# Texto de lectura:
──────

La metonimia y los
avances médicos
Alcides A. Greca
Si fui capaz de ver más lejos que nadie,
fue porque pude encaramarme
a los hombros de gigantes.
Isaac Newton
(1642-1727)
Es común que se diga que la medicina avanza a vertiginosa
velocidad y que es muy difícil mantenerse al tanto de las
innumerables novedades que se producen a diario en todos los
campos. Suele decirse también que un médico que estudia dos
horas diarias (y todos sabemos lo difícil que es, en la atareada
práctica de hoy), quitando tiempo al descanso o al desarrollo de
otras actividades (culturales, deportivas, etc.), sólo es capaz
de leer un 2% de lo que se publica cotidianamente en su
especialidad.
Resulta desmoralizante por donde se lo mire. No sería ilógico
pensar que el médico está destinado a convertirse en pocos años
en una suerte de pieza de museo, impotente para abarcar una
producción de conocimiento incesante y por consecuencia,
inasible.

──────

# Preguntas de lectura:
1/ Según el texto sobre la metonimia y los avances médicos, ¿qué porcentaje de lo que se publica cotidianamente en su especialidad es capaz de leer un médico que estudia dos horas diarias?
2/ Enumera todos los números que aparecen en el texto sobre la metonimia y los avances médicos, tanto los escritos con cifras como los escritos con letras.
3/ Retoma el texto sobre la metonimia y los avances médicos a partir de su última oración y continúa desarrollándolo.
El listado no tiene relación alguna con el texto sobre la metonimia y los avances médicos.

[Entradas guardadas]
──────

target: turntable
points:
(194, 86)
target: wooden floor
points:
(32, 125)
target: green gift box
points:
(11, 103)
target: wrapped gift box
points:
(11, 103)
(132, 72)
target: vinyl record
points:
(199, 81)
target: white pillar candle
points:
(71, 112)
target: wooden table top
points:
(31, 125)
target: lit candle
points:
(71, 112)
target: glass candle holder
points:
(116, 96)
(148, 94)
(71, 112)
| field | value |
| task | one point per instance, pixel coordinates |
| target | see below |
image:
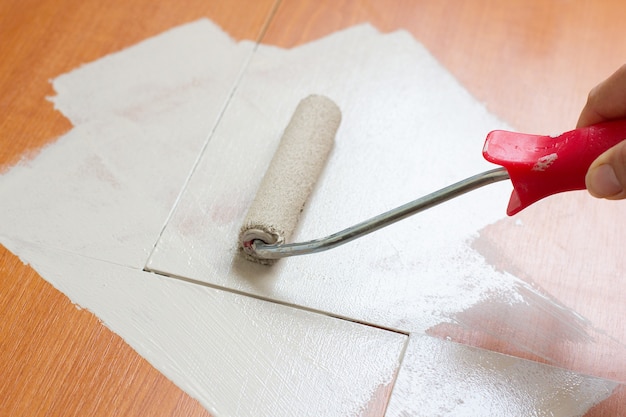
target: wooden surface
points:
(531, 62)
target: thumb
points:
(606, 177)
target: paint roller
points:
(537, 165)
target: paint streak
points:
(90, 235)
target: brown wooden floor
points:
(531, 61)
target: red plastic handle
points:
(540, 166)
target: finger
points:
(606, 177)
(606, 101)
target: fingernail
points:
(603, 182)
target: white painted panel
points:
(408, 128)
(141, 117)
(237, 355)
(471, 382)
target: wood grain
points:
(57, 360)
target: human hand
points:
(606, 177)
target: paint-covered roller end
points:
(291, 176)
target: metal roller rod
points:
(265, 251)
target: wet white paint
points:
(87, 210)
(237, 355)
(408, 128)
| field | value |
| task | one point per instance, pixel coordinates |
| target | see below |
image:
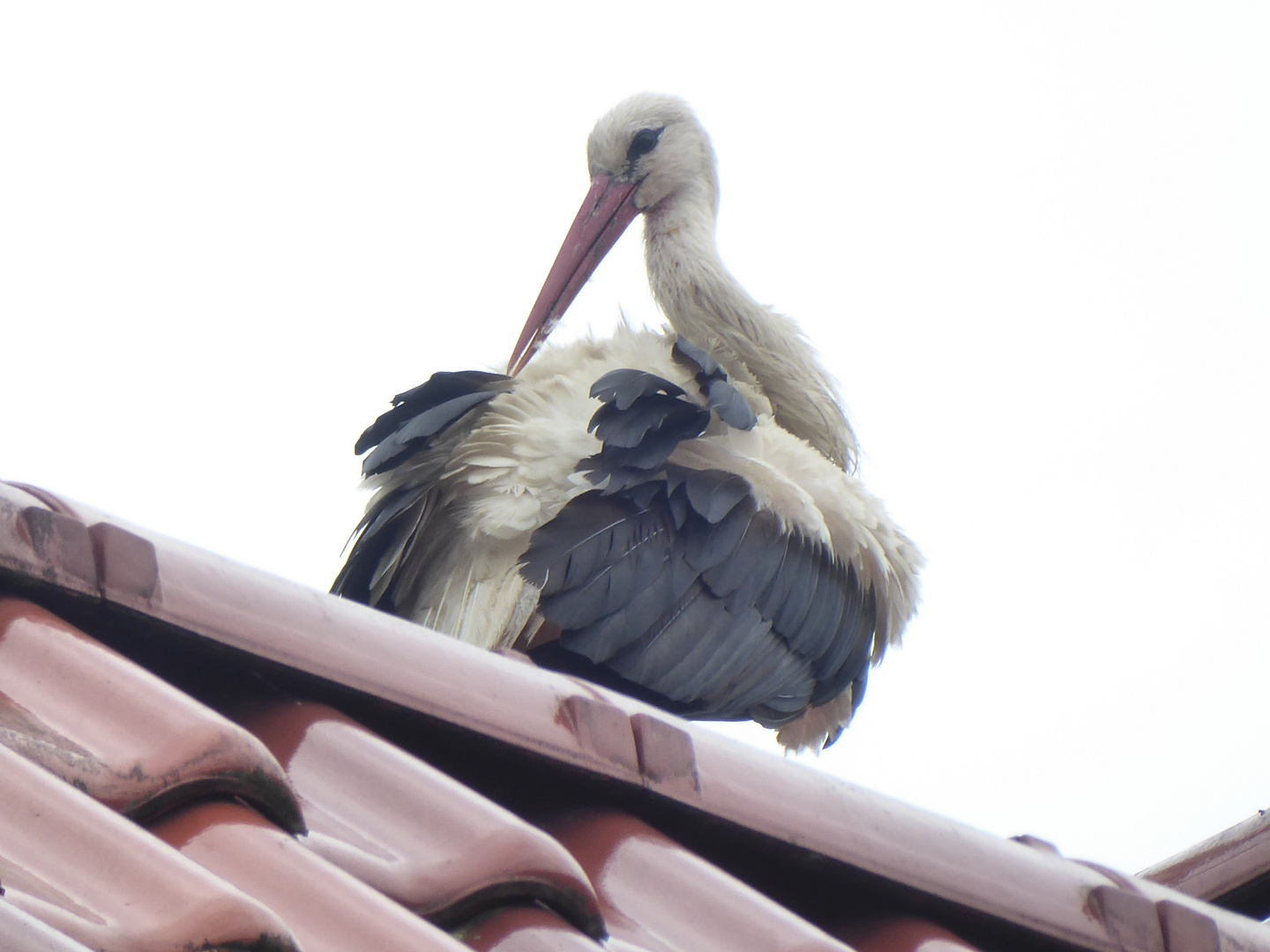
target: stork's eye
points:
(643, 144)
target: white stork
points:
(673, 514)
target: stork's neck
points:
(706, 305)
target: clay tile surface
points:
(42, 545)
(25, 933)
(1231, 868)
(897, 934)
(106, 882)
(661, 896)
(526, 929)
(680, 837)
(409, 830)
(117, 732)
(328, 909)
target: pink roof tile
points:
(426, 768)
(104, 881)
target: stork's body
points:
(678, 507)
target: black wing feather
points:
(387, 533)
(672, 584)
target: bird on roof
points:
(673, 514)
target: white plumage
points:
(680, 582)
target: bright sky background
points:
(1033, 242)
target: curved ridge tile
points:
(328, 909)
(90, 874)
(412, 831)
(660, 896)
(117, 732)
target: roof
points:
(1229, 868)
(199, 755)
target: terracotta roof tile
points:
(900, 934)
(25, 933)
(1229, 868)
(104, 881)
(409, 830)
(427, 761)
(663, 897)
(526, 929)
(325, 908)
(117, 732)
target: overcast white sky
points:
(1033, 242)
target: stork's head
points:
(655, 143)
(646, 155)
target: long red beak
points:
(602, 219)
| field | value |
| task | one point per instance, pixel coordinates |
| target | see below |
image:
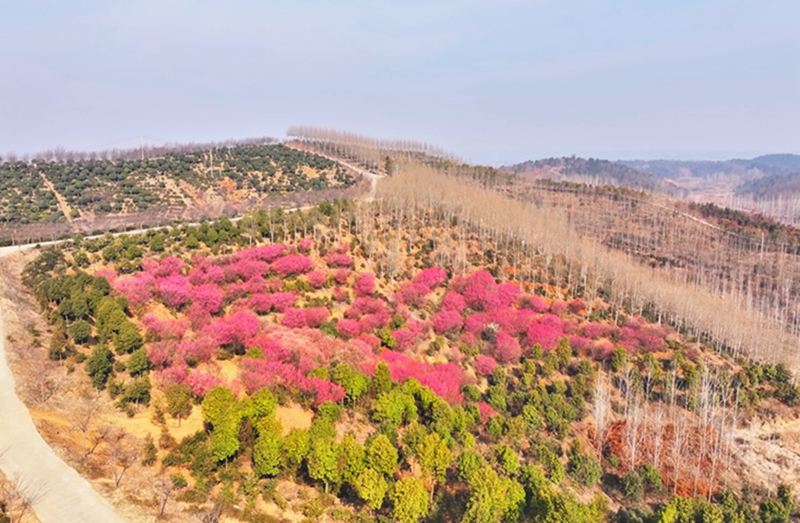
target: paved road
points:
(59, 494)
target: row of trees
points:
(546, 248)
(370, 152)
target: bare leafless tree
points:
(18, 496)
(121, 452)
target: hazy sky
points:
(493, 81)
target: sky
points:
(495, 82)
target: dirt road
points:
(57, 492)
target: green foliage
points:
(262, 404)
(295, 447)
(410, 500)
(352, 458)
(632, 485)
(651, 476)
(371, 486)
(619, 359)
(99, 366)
(493, 498)
(468, 463)
(507, 459)
(382, 455)
(80, 331)
(179, 400)
(382, 379)
(267, 448)
(394, 406)
(322, 461)
(564, 352)
(221, 411)
(584, 470)
(434, 456)
(128, 338)
(137, 391)
(138, 363)
(354, 383)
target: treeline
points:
(594, 171)
(177, 179)
(581, 264)
(512, 450)
(60, 154)
(369, 152)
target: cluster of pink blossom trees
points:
(219, 304)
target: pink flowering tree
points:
(174, 290)
(316, 279)
(447, 321)
(430, 278)
(208, 296)
(292, 264)
(485, 365)
(506, 348)
(365, 284)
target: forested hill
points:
(773, 186)
(63, 195)
(594, 171)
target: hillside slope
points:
(593, 171)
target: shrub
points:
(485, 365)
(632, 485)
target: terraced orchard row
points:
(206, 179)
(436, 396)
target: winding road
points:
(57, 493)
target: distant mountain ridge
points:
(596, 172)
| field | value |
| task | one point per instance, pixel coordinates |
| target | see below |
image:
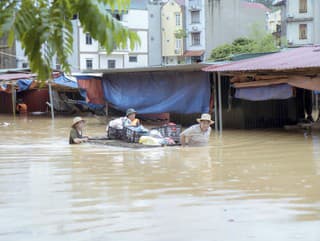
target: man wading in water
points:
(197, 135)
(76, 136)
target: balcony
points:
(292, 19)
(194, 5)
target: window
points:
(195, 59)
(195, 17)
(303, 7)
(303, 31)
(178, 43)
(195, 38)
(118, 16)
(133, 59)
(178, 19)
(88, 39)
(111, 64)
(25, 65)
(89, 63)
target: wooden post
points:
(51, 100)
(215, 102)
(13, 98)
(220, 104)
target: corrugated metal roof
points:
(179, 67)
(16, 76)
(291, 59)
(255, 6)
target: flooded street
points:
(248, 185)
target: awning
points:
(190, 53)
(305, 82)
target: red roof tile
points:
(298, 58)
(191, 53)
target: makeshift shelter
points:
(180, 89)
(276, 83)
(22, 84)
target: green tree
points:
(267, 3)
(44, 28)
(258, 42)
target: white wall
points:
(143, 48)
(142, 61)
(293, 33)
(200, 26)
(84, 57)
(293, 27)
(104, 61)
(85, 47)
(293, 9)
(136, 19)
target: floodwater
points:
(247, 185)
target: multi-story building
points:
(154, 36)
(274, 25)
(8, 57)
(227, 20)
(94, 56)
(195, 28)
(88, 54)
(173, 32)
(300, 21)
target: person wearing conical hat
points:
(130, 119)
(198, 134)
(76, 136)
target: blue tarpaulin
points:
(24, 84)
(158, 92)
(65, 81)
(279, 92)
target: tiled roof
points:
(292, 59)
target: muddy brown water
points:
(248, 185)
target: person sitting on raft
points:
(133, 123)
(198, 134)
(130, 119)
(76, 136)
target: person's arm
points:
(76, 138)
(183, 140)
(80, 140)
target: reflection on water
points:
(247, 185)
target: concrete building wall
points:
(103, 61)
(274, 19)
(192, 27)
(74, 57)
(89, 56)
(136, 20)
(227, 20)
(293, 33)
(316, 25)
(169, 27)
(295, 18)
(293, 9)
(142, 60)
(154, 37)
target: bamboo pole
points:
(215, 102)
(13, 98)
(220, 104)
(51, 101)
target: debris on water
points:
(4, 124)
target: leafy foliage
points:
(259, 41)
(44, 28)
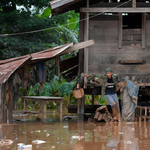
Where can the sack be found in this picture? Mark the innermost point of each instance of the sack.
(78, 93)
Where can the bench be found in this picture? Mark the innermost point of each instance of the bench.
(44, 99)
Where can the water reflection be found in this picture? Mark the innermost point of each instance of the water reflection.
(77, 135)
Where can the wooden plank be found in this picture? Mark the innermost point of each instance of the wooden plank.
(131, 61)
(69, 63)
(123, 10)
(120, 4)
(134, 3)
(132, 31)
(57, 63)
(143, 29)
(120, 31)
(57, 4)
(132, 43)
(132, 37)
(78, 46)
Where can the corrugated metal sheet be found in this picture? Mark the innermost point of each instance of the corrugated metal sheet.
(7, 69)
(9, 66)
(62, 6)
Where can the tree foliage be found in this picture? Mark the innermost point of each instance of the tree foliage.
(17, 16)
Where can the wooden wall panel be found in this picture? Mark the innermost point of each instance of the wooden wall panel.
(105, 52)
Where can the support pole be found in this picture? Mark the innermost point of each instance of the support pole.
(86, 37)
(143, 29)
(81, 39)
(134, 3)
(57, 65)
(120, 31)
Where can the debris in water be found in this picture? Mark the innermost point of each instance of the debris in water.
(77, 137)
(128, 142)
(67, 118)
(120, 132)
(38, 119)
(37, 131)
(4, 142)
(38, 142)
(23, 146)
(65, 127)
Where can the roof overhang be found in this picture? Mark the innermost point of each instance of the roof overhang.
(62, 6)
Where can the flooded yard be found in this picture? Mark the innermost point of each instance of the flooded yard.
(29, 133)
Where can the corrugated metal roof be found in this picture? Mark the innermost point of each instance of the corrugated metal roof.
(62, 6)
(7, 69)
(9, 66)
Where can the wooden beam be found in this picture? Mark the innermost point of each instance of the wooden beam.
(134, 3)
(144, 84)
(120, 31)
(143, 29)
(78, 46)
(107, 9)
(57, 4)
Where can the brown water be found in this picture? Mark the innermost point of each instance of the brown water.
(76, 135)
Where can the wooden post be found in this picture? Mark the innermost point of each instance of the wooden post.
(143, 29)
(86, 37)
(81, 39)
(134, 3)
(25, 104)
(44, 107)
(60, 110)
(81, 103)
(4, 120)
(93, 100)
(10, 103)
(120, 31)
(3, 111)
(57, 65)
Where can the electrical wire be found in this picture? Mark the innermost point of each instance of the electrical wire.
(28, 32)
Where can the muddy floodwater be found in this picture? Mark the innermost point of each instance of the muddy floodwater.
(29, 133)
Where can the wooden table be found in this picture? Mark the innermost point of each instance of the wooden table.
(44, 99)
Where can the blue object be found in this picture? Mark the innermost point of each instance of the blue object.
(40, 70)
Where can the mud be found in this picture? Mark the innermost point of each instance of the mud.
(74, 135)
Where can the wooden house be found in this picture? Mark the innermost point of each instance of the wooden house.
(121, 32)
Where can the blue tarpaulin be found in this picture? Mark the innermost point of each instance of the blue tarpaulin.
(40, 70)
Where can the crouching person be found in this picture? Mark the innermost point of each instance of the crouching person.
(110, 85)
(109, 82)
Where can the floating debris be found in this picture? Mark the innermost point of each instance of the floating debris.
(78, 137)
(38, 142)
(23, 146)
(120, 132)
(6, 142)
(67, 118)
(38, 131)
(65, 127)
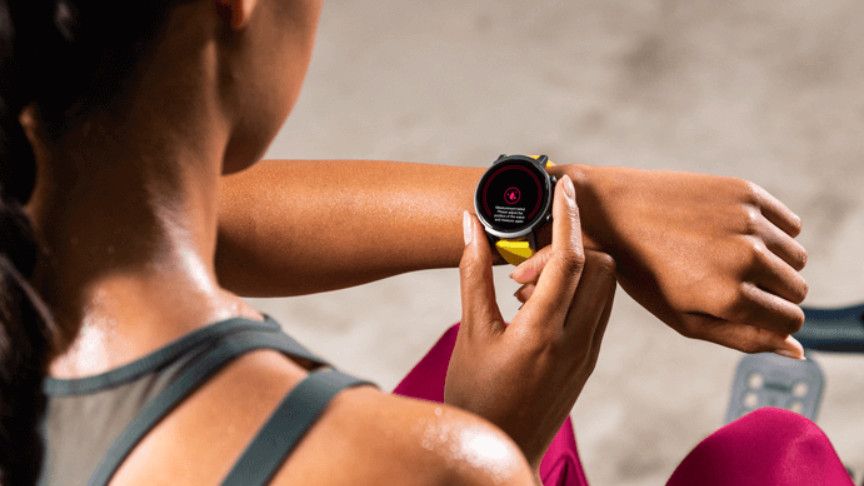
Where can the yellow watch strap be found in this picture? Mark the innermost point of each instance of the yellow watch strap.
(515, 252)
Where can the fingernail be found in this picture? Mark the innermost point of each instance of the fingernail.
(789, 354)
(467, 228)
(569, 190)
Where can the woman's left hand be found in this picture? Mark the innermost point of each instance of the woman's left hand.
(713, 257)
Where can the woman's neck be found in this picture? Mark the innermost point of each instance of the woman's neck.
(127, 218)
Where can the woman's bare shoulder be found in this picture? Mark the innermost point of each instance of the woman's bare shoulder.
(370, 437)
(365, 436)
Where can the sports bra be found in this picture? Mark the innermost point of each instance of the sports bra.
(92, 424)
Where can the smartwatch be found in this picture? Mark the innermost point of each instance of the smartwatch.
(512, 200)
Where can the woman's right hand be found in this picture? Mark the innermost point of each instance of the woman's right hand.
(525, 376)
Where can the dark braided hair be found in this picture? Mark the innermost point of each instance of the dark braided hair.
(65, 59)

──────

# Respuestas:
1/ Solo un 2% de lo que se publica cotidianamente en su especialidad.

2/ 1642, 1727, dos (horas diarias) y 2 (el 2%).

3/
Antes de sucumbir a una desesperada resignación, creo que
debemos darnos otra oportunidad y preguntarnos: ¿Qué son los
avances en Medicina? ¿Son tantos en realidad? Y es así que
podemos repasar en la memoria los últimos trabajos que hemos
leído en las revistas médicas que consultamos habitualmente. Aun
en las más prestigiosas, es frecuente encontrar publicaciones
que no son más que meras repeticiones de experiencias
anteriores, totalmente faltas de originalidad, que tienen
aspectos metodológicos cuestionables o en no pocos casos, que
representan sin poder disimularlo, diseños tendenciosos que
responden a los intereses económicos o políticos de los
patrocinadores.
Un trabajo importante es aquel que supera la prueba del tiempo y
que se convierte en cita obligada para los investigadores que se
ocupan del tema en todo el mundo. Nada importa que sus hallazgos
hayan sido refutados por otros posteriores; los verdaderos
avances son peldaños en los que la comunidad científica apoya su
pie, para elevarse. Los “gigantes” de Newton han provocado
enormes saltos en el conocimiento y han quedado allí para los
tiempos, como mojones en los que sucesivas generaciones han
abrevado para poder avanzar.
La pléyade de fisiólogos que investigaron incansablemente, no
hicieron más que demostrar una y mil veces que la homeostasis
fisiológica que Claude Bernard formuló empíricamente era una
hipótesis absolutamente correcta. La astrofísica del siglo XXI,
con todo su desarrollo, no ha hecho más que engrandecer la
genialidad del pensamiento de Einstein. La moderna genética no
ha podido modificar un ápice las clásicas leyes de Mendel. La
multitud de pensadores que han pasado más de un siglo
discutiendo y reformulando el pensamiento de Sigmund Freud, no
han podido desmerecer en nada la brillantez de la idea del
inconsciente.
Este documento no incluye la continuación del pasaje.